>>>

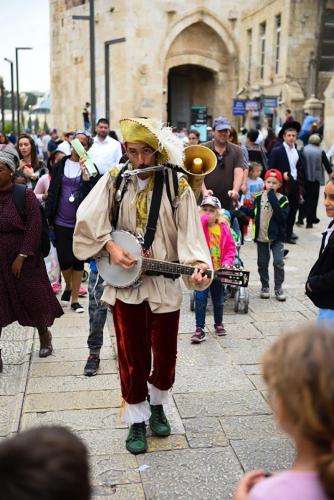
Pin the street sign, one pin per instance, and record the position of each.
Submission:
(239, 108)
(252, 105)
(270, 102)
(199, 115)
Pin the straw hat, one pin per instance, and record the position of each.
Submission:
(169, 147)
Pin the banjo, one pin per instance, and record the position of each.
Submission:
(118, 277)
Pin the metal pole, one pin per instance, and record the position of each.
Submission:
(107, 71)
(12, 91)
(17, 92)
(3, 106)
(92, 63)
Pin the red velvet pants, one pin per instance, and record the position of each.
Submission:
(140, 335)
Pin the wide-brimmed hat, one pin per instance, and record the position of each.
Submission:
(293, 124)
(169, 148)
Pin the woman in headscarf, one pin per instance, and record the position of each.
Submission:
(31, 167)
(25, 292)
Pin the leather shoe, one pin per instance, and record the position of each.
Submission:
(158, 421)
(45, 340)
(136, 441)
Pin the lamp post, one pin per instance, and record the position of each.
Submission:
(107, 71)
(12, 91)
(91, 19)
(17, 83)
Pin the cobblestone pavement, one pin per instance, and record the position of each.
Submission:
(221, 421)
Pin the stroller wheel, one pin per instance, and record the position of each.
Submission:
(192, 302)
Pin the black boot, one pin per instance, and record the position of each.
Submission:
(45, 339)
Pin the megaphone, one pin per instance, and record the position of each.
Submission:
(199, 161)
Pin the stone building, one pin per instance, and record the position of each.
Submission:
(178, 55)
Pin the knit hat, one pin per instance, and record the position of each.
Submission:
(272, 172)
(212, 201)
(168, 146)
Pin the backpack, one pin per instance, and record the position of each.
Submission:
(20, 204)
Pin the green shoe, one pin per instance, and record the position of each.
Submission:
(136, 441)
(158, 421)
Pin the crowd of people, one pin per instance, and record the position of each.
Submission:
(260, 182)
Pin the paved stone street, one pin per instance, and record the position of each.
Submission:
(221, 420)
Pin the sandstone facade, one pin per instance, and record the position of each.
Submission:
(179, 54)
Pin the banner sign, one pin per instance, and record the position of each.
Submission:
(239, 108)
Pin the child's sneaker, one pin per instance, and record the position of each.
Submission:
(279, 294)
(264, 294)
(198, 336)
(220, 330)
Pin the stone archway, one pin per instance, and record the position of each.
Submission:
(199, 71)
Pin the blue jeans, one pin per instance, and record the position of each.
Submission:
(326, 315)
(97, 313)
(201, 299)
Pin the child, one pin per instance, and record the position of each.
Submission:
(254, 185)
(222, 248)
(271, 210)
(320, 283)
(299, 372)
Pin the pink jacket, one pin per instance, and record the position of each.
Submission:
(227, 243)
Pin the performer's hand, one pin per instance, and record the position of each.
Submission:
(234, 195)
(247, 483)
(119, 256)
(198, 278)
(17, 266)
(84, 173)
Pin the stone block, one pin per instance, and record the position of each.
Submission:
(255, 426)
(221, 403)
(270, 454)
(72, 401)
(189, 474)
(67, 368)
(71, 384)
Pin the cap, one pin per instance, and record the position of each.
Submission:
(221, 123)
(272, 172)
(212, 201)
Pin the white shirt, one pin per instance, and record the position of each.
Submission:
(65, 148)
(293, 159)
(105, 154)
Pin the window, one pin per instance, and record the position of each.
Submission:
(327, 42)
(262, 48)
(277, 42)
(249, 45)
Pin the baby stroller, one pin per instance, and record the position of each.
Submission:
(239, 294)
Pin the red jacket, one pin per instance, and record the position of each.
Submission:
(227, 243)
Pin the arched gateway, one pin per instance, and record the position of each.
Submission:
(199, 68)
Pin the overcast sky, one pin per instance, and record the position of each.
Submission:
(26, 24)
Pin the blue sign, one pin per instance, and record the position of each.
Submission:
(270, 102)
(239, 108)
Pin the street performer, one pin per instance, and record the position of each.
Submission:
(146, 317)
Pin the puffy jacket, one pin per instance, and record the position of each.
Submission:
(227, 243)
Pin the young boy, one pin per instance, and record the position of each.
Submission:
(271, 210)
(320, 283)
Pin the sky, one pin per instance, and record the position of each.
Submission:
(26, 24)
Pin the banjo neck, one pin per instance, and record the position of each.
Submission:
(162, 266)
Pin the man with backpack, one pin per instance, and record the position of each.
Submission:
(146, 317)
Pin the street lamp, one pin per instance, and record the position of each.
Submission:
(17, 84)
(12, 90)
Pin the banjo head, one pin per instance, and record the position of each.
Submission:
(115, 275)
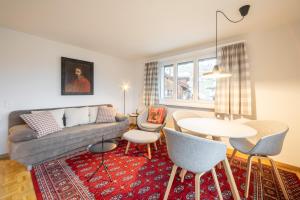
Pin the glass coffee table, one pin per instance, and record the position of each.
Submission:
(101, 148)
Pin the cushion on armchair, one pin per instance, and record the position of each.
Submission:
(156, 115)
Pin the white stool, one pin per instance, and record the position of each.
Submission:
(141, 137)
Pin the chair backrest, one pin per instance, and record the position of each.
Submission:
(182, 114)
(272, 135)
(143, 116)
(193, 153)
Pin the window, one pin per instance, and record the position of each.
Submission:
(185, 74)
(168, 81)
(182, 83)
(206, 87)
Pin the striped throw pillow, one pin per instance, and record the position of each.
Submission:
(43, 123)
(106, 114)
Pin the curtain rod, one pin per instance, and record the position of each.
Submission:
(204, 47)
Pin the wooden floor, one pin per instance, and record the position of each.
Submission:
(16, 183)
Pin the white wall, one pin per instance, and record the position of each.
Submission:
(30, 73)
(275, 62)
(274, 56)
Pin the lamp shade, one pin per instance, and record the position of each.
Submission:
(217, 72)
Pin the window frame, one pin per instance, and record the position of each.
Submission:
(195, 102)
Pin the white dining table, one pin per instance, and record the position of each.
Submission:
(218, 129)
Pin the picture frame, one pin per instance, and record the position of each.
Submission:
(77, 77)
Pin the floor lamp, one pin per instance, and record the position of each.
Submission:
(124, 88)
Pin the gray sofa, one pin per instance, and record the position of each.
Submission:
(68, 140)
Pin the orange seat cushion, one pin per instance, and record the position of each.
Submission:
(156, 115)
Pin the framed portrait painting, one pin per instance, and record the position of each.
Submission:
(77, 77)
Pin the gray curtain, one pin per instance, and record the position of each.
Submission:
(151, 84)
(233, 95)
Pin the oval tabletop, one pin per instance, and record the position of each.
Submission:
(216, 127)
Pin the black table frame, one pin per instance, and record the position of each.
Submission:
(102, 157)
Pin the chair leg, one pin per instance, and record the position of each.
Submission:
(127, 147)
(182, 174)
(174, 169)
(260, 177)
(279, 178)
(248, 176)
(213, 171)
(149, 151)
(155, 146)
(197, 186)
(232, 156)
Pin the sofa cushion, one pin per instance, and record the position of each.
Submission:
(21, 133)
(76, 116)
(66, 140)
(120, 117)
(106, 114)
(58, 115)
(43, 123)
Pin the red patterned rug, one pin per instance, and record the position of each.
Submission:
(136, 177)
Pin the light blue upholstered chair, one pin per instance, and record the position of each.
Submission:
(194, 154)
(268, 142)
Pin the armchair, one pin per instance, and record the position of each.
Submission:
(144, 125)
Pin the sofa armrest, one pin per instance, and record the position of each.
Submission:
(120, 117)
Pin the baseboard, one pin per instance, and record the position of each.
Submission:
(278, 164)
(4, 156)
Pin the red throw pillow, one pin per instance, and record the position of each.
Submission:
(156, 115)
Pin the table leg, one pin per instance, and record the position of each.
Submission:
(229, 175)
(127, 147)
(155, 146)
(149, 151)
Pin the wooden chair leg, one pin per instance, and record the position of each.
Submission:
(127, 147)
(232, 156)
(174, 169)
(182, 174)
(215, 177)
(260, 177)
(155, 146)
(149, 151)
(197, 186)
(279, 178)
(248, 176)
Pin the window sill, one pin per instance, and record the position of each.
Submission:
(187, 104)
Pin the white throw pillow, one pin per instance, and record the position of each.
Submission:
(58, 115)
(93, 111)
(106, 114)
(76, 116)
(43, 123)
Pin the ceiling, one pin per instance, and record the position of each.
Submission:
(136, 29)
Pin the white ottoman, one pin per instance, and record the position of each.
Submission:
(141, 137)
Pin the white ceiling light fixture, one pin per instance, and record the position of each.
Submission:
(218, 71)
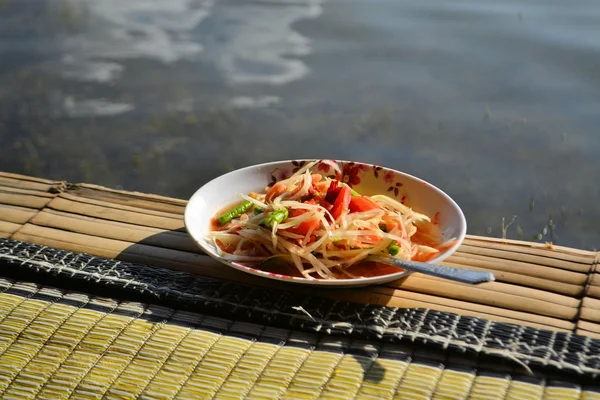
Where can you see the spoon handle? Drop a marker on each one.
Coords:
(456, 274)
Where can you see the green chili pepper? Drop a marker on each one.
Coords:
(234, 212)
(277, 216)
(393, 248)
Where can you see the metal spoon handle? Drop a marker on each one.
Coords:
(455, 274)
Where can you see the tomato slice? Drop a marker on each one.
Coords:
(341, 202)
(362, 204)
(305, 226)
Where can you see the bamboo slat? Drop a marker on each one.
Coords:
(103, 348)
(204, 265)
(520, 246)
(537, 284)
(477, 294)
(590, 309)
(24, 179)
(114, 214)
(135, 199)
(481, 253)
(115, 230)
(554, 286)
(118, 206)
(24, 200)
(16, 214)
(529, 269)
(593, 289)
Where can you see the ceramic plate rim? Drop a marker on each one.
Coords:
(364, 281)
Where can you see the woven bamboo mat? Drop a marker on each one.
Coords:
(59, 343)
(537, 285)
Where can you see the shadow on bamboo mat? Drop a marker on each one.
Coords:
(517, 347)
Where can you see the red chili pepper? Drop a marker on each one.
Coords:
(362, 204)
(333, 191)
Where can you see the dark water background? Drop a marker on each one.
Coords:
(497, 103)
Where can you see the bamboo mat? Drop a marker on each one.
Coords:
(58, 344)
(537, 285)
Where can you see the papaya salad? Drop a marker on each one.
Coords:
(322, 227)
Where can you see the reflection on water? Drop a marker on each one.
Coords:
(495, 102)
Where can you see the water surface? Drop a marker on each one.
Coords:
(497, 103)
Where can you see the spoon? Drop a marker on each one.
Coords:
(455, 274)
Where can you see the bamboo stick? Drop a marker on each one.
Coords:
(417, 283)
(172, 259)
(27, 178)
(590, 310)
(117, 206)
(539, 271)
(403, 302)
(8, 227)
(474, 307)
(589, 326)
(23, 200)
(15, 190)
(114, 214)
(527, 247)
(527, 258)
(496, 287)
(21, 184)
(16, 214)
(528, 281)
(115, 230)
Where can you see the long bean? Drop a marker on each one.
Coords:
(234, 212)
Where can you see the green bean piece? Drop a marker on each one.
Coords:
(393, 248)
(234, 212)
(277, 216)
(352, 191)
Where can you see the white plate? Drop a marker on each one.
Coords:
(365, 178)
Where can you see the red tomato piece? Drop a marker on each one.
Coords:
(341, 202)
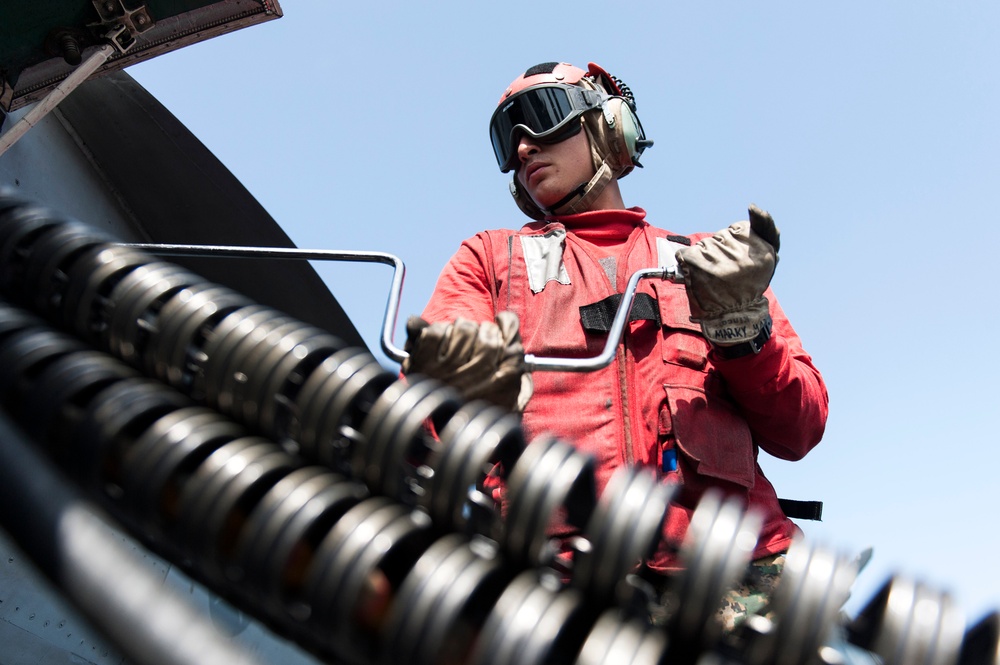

<<<

- _DESCRIPTION OF THE TASK_: Check every line of the records above for the string "child". Copy those that hold it.

- _REPLY TO THE EXERCISE_:
Pin the child's sneaker, one pin per instance, and record the position of each.
Pin the child, one pin per instance, and record the position of each.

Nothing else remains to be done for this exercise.